## SOURCE TEXT
No such large nodules are found in modern British soils. However they are found in soils where there is sufficient precipitation to dissolve and mobilise carbonate but not so much that it is leached from the soil. Such conditions occur where annual precipitation is >100 mm but not >800 mm.
The oxygen and carbon isotopic compositions of the soil carbonates were used as indicators of the environmental conditions. The two stable isotopes of oxygen, 16O and 8O, when incorporated into water control its vapour pressure, the ‘lighter’ water evaporating more readily; thus in a different climate different levels of precipitation and evaporation would effect the oxygen isotope composition of included carbonates. Thus the δ 18O composition of the carbonate reflects the isotopic composition of the source water, which will in turn is controlled by temperature and evaporation. The two stable isotopes of carbon, 12C and 13C, are absorbed to different extents by vegetation; thus the δ 13C composition of the carbonate reflects the composition of the overlying vegetation assemblage. The 18O levels of the Pakefield nodules are indeed unusually high, indicating either a ‘heavier’ isotopic composition of rainfall because of higher air temperatures and/or intense evaporation of soil moisture during calcrete formation. The δ 13C levels of the Pakefield nodules indicate carbonate precipitation under full interglacial vegetation
Although the current rainfall at Pakefield falls within the range required for nodules to form (ca. 580 mm) it is comparatively uniform throughout the year, sufficiently so as to be unfavorable for calcrete formation; a more uneven rainfall distribution is required with evopotranspiration considerably exceeding precipitation, at least at certain times.
The presence of tree pollen from oak, pine, and elm, indicates that total annual precipitation levels were probably similar to those of today, and the presence of water chestnut and floating water fern shows that perennial bodies of water existed. Thus it can be concluded that precipitation was very uneven with dry periods during which the calcrete formed, but with sufficient precipitation at other times to maintain aquifers sufficient to allow the vegetation and water bodies to be maintained.
Modern Europe has two regimes with such marked rainfall seasonality – central and eastern Europe, with warm wet summers and dry cold winters, and southern Europe with cool wet winters and hot dry summers. Since the remains of Hippopotamus amphibus have been found at Pakefield the latter regime is obviously favored! Thus it seems that there is strong evidence for a Mediterranean type climate within the Cromerian interglacials.
Although we have no reason to ascribe this to high levels of carbon dioxide we might justifiably regard this as a prediction of the climatic regime that will dominate as levels of CO2 increase in our climate in the near future.

## DATA PROVIDED
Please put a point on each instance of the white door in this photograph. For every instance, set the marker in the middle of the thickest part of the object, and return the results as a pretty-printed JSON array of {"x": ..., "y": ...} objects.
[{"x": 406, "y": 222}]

## INSTRUCTIONS
- A) Reproduce word for word the part of the passage on Pakefield soil carbonates between "Modern Europe has" and "the near future.", inclusive.
- B) Write a continuation of the passage on Pakefield soil carbonates and Cromerian climate, beginning after its final sentence.

## EXPECTED OUTPUTS
- A)
Modern Europe has two regimes with such marked rainfall seasonality – central and eastern Europe, with warm wet summers and dry cold winters, and southern Europe with cool wet winters and hot dry summers. Since the remains of Hippopotamus amphibus have been found at Pakefield the latter regime is obviously favored! Thus it seems that there is strong evidence for a Mediterranean type climate within the Cromerian interglacials.
Although we have no reason to ascribe this to high levels of carbon dioxide we might justifiably regard this as a prediction of the climatic regime that will dominate as levels of CO2 increase in our climate in the near future.

- B)
This reviewer noted that although the authors attempted to describe the location of all Cromerian sites in England they did not mention Norton Subcourse. This is presumably the result of there being no publication of the results of research at that site in a peer-reviewed journal.
ET
The book “ When Life Nearly Died. The greatest mass extinction of all time ”. Michael J Benton, Thames & Hudson, 2003 . and the paper “ How to kill (almost) all life: the end-Permian extinction event”. Trends in Ecology & Evolution 18 , July 2003, M J Benton & R J Twitchett.
At depth beneath Norfolk there are only a few rocks of Permian age; at that time Norfolk was on the northern edge of the London-Brabant Massif. Lystrasaurus probably walked here! However it has long been recognised that there was a major global extinction event at the end of the Permian, now known to be at 251 Ma. This subject interests many Earth Scientists but in this country Dr Wignall ( Univ. of Leeds ) and Prof. Benton ( Univ. of Bristol ) have been pre-eminent.
Prof. Benton has obviously put a lot of scholarship into an excellent book that is very readable. The author recognises that nothing in science is immutable and professes himself unconcerned if his book eventually finishes up discredited and collecting dust; but for the time being he advances interpretations by himself and other workers that add up to a coherent consistent picture. In the book the reader is introduced into each topic from an historical perspective and it is easy to appreciate how advances in Earth Science have been made, and with Prof Benton's explanations no pre-existing really specialised knowledge is needed. This makes it attractive to the scientifically literate general reader.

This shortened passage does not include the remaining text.